• [Exercise instructions]:
What follows is a set of entries. Repeat them exactly, but not their pictures.

Referring expression pointing data

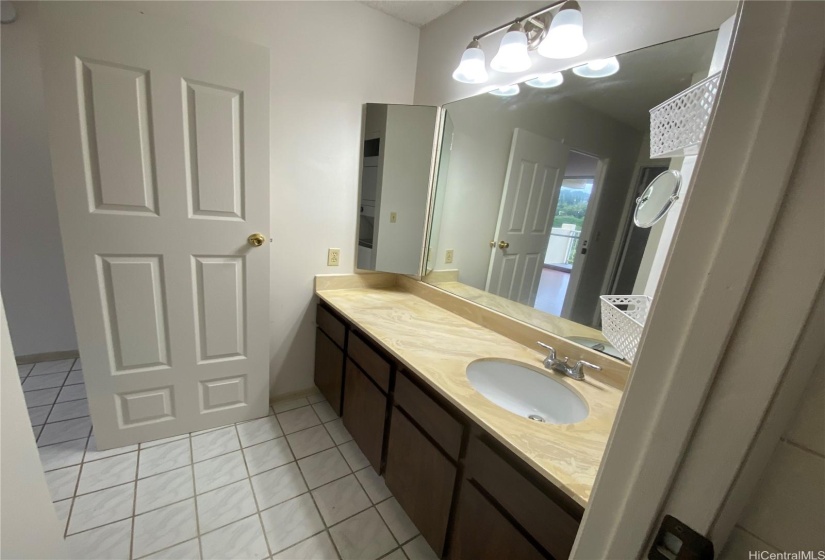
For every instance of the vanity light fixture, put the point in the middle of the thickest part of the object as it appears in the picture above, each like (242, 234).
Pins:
(506, 91)
(512, 54)
(565, 38)
(471, 69)
(558, 36)
(599, 68)
(546, 81)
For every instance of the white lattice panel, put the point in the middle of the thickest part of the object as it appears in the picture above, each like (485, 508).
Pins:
(678, 125)
(623, 318)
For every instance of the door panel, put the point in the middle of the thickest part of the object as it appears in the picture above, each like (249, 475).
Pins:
(220, 307)
(214, 155)
(531, 188)
(160, 152)
(135, 312)
(116, 137)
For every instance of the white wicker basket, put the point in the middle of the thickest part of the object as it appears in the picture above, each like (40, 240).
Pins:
(677, 126)
(623, 318)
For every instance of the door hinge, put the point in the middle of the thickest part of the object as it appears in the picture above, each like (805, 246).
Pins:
(677, 541)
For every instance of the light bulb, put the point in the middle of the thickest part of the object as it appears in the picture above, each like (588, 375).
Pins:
(506, 91)
(512, 54)
(600, 68)
(546, 81)
(471, 69)
(565, 38)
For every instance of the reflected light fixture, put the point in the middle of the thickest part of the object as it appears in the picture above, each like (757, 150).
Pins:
(599, 68)
(471, 69)
(559, 36)
(506, 91)
(512, 54)
(565, 38)
(546, 81)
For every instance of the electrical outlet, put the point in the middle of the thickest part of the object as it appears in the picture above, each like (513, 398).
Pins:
(333, 257)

• [Reply]:
For every instance of the vanity light fixture, put the point in the middle of the thickest part of the object as it appears in the picture above, each like (242, 234).
Pins:
(506, 91)
(512, 54)
(565, 38)
(471, 69)
(558, 36)
(599, 68)
(546, 81)
For every instance of the white lattice panel, put the point in the middle of the thickest part of the object as it appears in the picture above, each like (485, 508).
Pins:
(678, 125)
(623, 318)
For every instance of the door panel, put the point in the middle of the thickest part of the object as it appears in the picture above, each like (249, 475).
Pins:
(220, 307)
(214, 155)
(531, 188)
(160, 152)
(135, 312)
(116, 137)
For every instance of the white wicker basket, put the point in the middle of the thickest part of the object as it appears in the picture above, each like (40, 240).
Pins:
(677, 126)
(623, 318)
For every instance of the door hinge, put the point in the middle of the thickest part of the object as it appears in the picture above, each like (805, 246).
Pins:
(677, 541)
For every instance of the light bulb, put the point in the middle of the thickest part of the object as it appears in the picture above, each like (588, 375).
Pins:
(506, 91)
(512, 54)
(600, 68)
(546, 81)
(471, 69)
(565, 38)
For every instance of the reflected light fixture, put the point in the middle of the thickest part of the object as it appears in the picture above, each like (757, 150).
Pins:
(599, 68)
(471, 69)
(559, 36)
(506, 91)
(512, 54)
(565, 38)
(546, 81)
For every instance of the electrical outlet, put the point in the middle of the thickest part of the object as it appears in the picture above, each like (513, 398).
Pins:
(333, 257)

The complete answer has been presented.